So glad to see some of the pros offer their insight here...

..I'm obviously no pro but would also add that I find sound to be almost equally important to my sharpening.


----------



## nutmeg (Feb 5, 2018)

In Germany we say Trust is good but Control is better&#128584;&#128585;&#128300;


----------



## zitangy (Feb 5, 2018)

JBroida said:


> its so true... training your eyes and hands to see and feel things is one of the most importand things you can do



Most people just use their eyes.. as their main input or feedback source. I noticed that those who excells in their field of endeavour ,instinctly.. use all their 5 senses whenever possible. The better ones hv 2 or 3 senses heightened... Some only use their eyes only.. and it is indeed tragic.... when they look but do not see..., touch but cannot or do not feel....

Generally...a heightened sense of touch/ feel.. or any of yr senses which can be developed over time... gives you an advantage in anything yu do.... so feel it

Just my observations...


----------



## osakajoe (Feb 5, 2018)

chinacats said:


> I find sound to be almost equally important to my sharpening.



Yes! Sound Is also super important.


----------



## HRC_64 (Feb 5, 2018)

chinacats said:


> I find sound to be almost equally important to my sharpening.



This is an interesting comment, care to elaborate more...
eg, on 'ways to use the sound' to listen to the edge?

cheers


----------



## panda (Feb 5, 2018)

you want to hear consistent sound, not change pitch or loudness.


----------



## Barclid (Feb 6, 2018)

I, too, would rate my sharpening ability better than most people that I know but on the middle to low end of forum members. Seems every time I think I master something, I notice something else I need to work on. But that's at least half the fun of sharpening.


----------



## nutmeg (Feb 6, 2018)

You listen/feel the vibrations on metal. This helps for .1 or 3. for exemple.

But ears lie, our memory can not remember accurately what you did the whole last minute. 
I guess only eyes comes to control. The time stopped, you can watch the whole blade. And you can see the sum of the vibrations that came on the blade.




I use to design hi-fi turntables, these are like vibration machines to sum up.
Sometimes we did modifications based on the listening sessions only without measure, they often failed or made us lose much time.


----------



## ian (Feb 6, 2018)

zitangy said:


> Most people just use their eyes.. as their main input or feedback source. I noticed that those who excells in their field of endeavour ,instinctly.. use all their 5 senses whenever possible. The better ones hv 2 or 3 senses heightened... Some only use their eyes only.. and it is indeed tragic.... when they look but do not see..., touch but cannot or do not feel....

**Written instruction 1**
In the sharpening thread above, retype the passage that opens with the words containing "## HRC_64 (Feb" and closes with "to elaborate more...".

Dataset excerpt
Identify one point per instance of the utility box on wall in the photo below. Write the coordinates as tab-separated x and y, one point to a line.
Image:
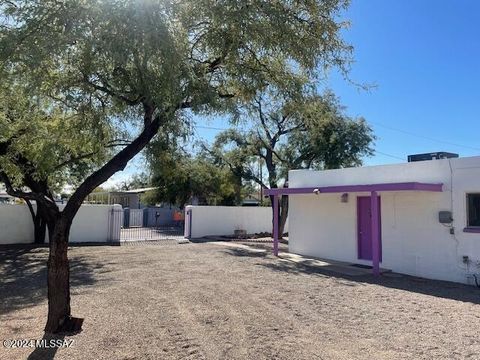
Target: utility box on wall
445	217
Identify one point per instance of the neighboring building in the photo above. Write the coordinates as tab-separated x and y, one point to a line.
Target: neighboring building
418	218
126	198
5	198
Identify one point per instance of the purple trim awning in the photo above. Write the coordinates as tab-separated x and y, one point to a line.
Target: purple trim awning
407	186
372	188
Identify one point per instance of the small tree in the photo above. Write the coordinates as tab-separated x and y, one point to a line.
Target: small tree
179	177
137	66
306	133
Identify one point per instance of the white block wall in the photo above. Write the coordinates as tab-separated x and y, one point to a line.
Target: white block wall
224	220
413	241
91	224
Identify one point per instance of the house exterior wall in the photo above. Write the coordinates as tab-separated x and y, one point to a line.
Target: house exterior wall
91	224
413	240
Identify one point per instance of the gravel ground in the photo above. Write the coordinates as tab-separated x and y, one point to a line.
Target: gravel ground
211	301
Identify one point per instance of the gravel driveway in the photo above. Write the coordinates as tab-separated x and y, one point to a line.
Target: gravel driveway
210	301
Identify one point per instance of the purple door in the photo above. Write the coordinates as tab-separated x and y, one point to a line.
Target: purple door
364	227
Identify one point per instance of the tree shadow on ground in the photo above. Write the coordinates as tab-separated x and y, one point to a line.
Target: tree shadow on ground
23	275
245	253
46	352
442	289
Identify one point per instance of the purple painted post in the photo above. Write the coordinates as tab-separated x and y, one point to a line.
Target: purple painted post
375	234
275	225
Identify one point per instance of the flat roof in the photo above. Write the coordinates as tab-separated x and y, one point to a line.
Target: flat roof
406	186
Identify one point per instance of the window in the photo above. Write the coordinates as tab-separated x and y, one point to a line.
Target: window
473	210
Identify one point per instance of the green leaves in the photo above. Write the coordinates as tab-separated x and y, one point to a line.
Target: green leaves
299	133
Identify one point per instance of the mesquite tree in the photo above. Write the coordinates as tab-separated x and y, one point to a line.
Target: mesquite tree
136	67
308	132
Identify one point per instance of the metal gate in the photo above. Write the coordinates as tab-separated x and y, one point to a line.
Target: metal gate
146	224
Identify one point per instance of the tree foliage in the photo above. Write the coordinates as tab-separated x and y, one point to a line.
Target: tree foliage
180	178
308	132
311	132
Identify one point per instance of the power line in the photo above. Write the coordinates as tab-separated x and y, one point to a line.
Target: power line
425	137
209	128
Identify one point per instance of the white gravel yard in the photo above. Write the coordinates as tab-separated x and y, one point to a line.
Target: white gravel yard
211	301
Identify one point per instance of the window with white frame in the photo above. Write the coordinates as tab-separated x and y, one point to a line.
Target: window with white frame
473	210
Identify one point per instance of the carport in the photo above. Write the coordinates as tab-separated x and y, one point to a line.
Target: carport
374	213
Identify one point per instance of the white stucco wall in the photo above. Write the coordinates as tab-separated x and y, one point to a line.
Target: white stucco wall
91	224
413	241
224	220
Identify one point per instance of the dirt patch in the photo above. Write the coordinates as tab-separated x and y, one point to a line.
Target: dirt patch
208	301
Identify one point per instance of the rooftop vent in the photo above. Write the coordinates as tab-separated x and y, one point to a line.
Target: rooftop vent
431	156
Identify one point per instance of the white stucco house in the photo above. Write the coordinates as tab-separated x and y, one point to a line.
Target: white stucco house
418	218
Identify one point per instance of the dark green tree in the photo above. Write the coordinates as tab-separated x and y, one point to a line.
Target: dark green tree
311	132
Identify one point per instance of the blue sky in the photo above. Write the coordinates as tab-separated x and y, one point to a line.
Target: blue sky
424	58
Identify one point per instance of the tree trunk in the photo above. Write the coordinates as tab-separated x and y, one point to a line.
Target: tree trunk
58	278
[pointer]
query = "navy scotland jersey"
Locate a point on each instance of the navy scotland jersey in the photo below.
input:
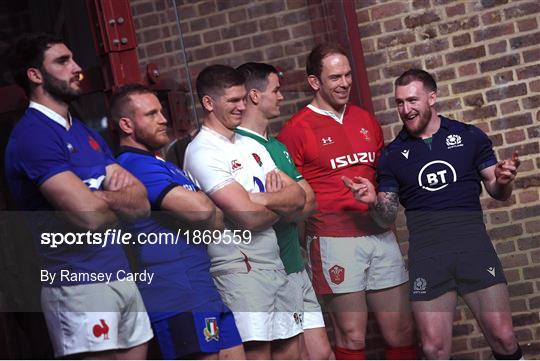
(182, 280)
(38, 149)
(439, 186)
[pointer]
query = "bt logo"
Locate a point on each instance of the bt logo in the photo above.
(436, 175)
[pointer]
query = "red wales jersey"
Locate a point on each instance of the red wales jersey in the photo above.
(324, 150)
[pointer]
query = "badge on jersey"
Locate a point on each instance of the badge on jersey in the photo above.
(101, 329)
(365, 132)
(235, 165)
(337, 274)
(211, 330)
(257, 159)
(453, 141)
(95, 146)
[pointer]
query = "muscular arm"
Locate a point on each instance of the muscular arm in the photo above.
(66, 192)
(498, 179)
(383, 206)
(384, 210)
(237, 206)
(286, 200)
(194, 208)
(124, 194)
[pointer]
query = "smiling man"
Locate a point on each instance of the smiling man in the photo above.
(352, 259)
(435, 166)
(239, 175)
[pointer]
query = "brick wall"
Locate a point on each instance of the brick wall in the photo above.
(485, 55)
(486, 58)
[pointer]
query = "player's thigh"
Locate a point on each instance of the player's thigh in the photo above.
(393, 313)
(491, 307)
(348, 312)
(434, 318)
(386, 265)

**Written instruction 2**
Find every line in the rows above that contains the word "flat", and copy each of those lines.

**Expected output 1**
## HRC_64 (Feb 5, 2018)

chinacats said:


> I find sound to be almost equally important to my sharpening.



This is an interesting comment, care to elaborate more...

**Expected output 2**
Identify one point per instance of the flat roof in the photo above. Write the coordinates as tab-separated x and y, one point to a line.
Target: flat roof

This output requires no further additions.